▶ [Data to examine]
- - - - - - -

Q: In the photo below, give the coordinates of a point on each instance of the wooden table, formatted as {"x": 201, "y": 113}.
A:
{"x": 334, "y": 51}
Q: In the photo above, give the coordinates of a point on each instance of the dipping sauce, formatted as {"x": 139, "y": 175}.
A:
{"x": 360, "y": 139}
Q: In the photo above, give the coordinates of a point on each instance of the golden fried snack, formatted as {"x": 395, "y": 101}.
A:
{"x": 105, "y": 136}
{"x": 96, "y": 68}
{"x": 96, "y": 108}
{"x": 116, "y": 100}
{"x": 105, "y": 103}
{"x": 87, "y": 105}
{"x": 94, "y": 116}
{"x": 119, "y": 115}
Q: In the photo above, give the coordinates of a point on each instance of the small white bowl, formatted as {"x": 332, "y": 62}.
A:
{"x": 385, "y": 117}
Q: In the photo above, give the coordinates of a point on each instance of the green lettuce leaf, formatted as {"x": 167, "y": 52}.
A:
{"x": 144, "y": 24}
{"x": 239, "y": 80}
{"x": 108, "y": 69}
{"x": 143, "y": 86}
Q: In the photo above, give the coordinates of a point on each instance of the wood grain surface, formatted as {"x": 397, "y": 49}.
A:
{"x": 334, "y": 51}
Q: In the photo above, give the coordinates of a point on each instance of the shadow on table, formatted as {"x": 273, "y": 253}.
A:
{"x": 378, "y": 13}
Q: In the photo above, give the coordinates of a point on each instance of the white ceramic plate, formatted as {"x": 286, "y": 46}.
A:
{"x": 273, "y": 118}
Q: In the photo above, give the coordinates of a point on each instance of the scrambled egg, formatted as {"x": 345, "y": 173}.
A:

- - - - - - -

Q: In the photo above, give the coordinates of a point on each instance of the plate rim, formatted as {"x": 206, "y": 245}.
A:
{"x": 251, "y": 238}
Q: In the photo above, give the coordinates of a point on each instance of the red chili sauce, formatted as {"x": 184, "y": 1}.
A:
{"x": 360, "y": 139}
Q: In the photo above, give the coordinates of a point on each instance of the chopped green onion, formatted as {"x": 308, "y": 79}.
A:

- - - - - - -

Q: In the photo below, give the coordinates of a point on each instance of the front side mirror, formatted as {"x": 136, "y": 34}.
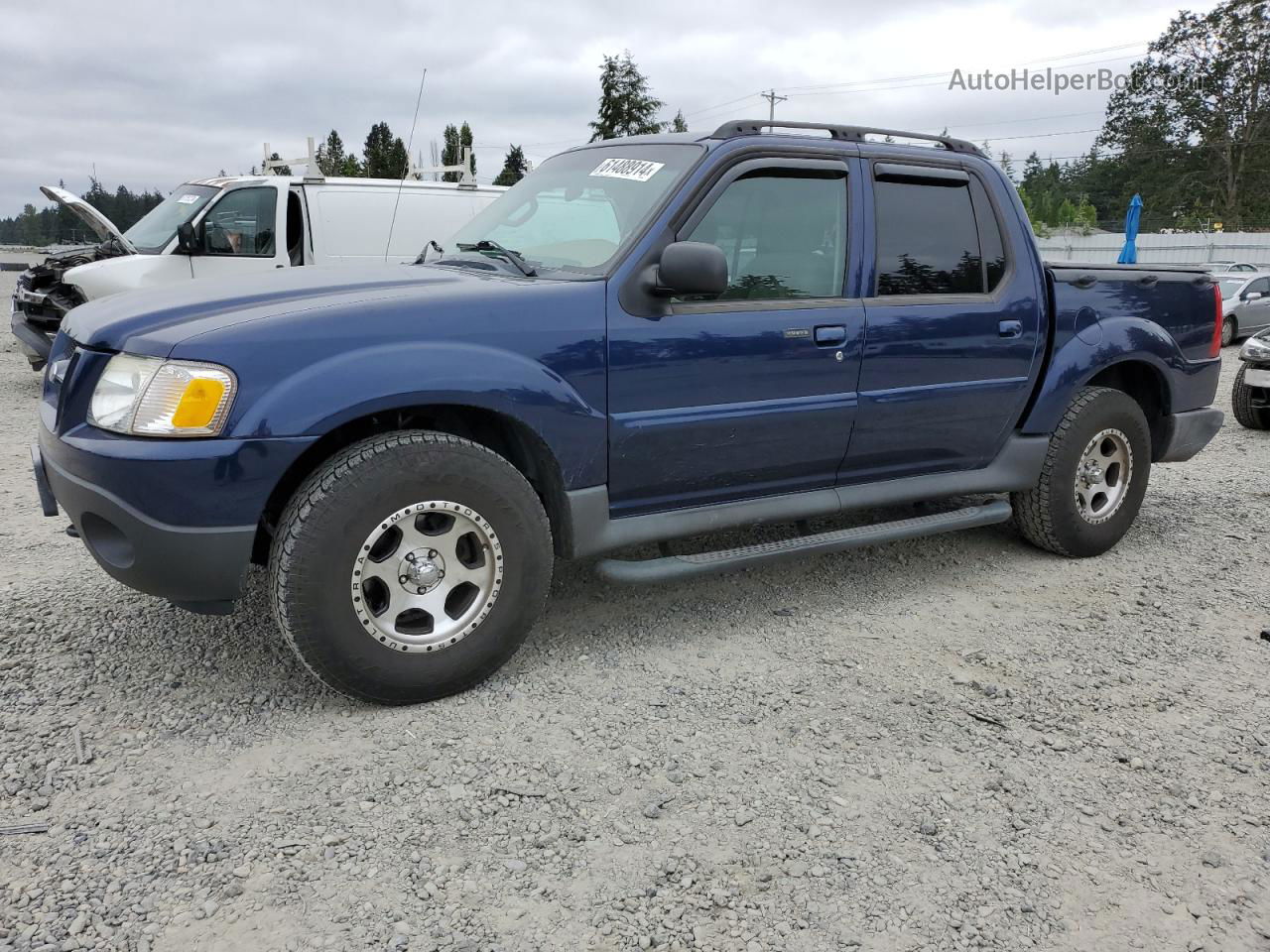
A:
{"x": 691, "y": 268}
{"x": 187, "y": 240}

- - - - - - -

▶ [Exercise instructions]
Write down how many lines in this listing contain the word "below"; the number is the whole answer.

▶ [Written solution]
2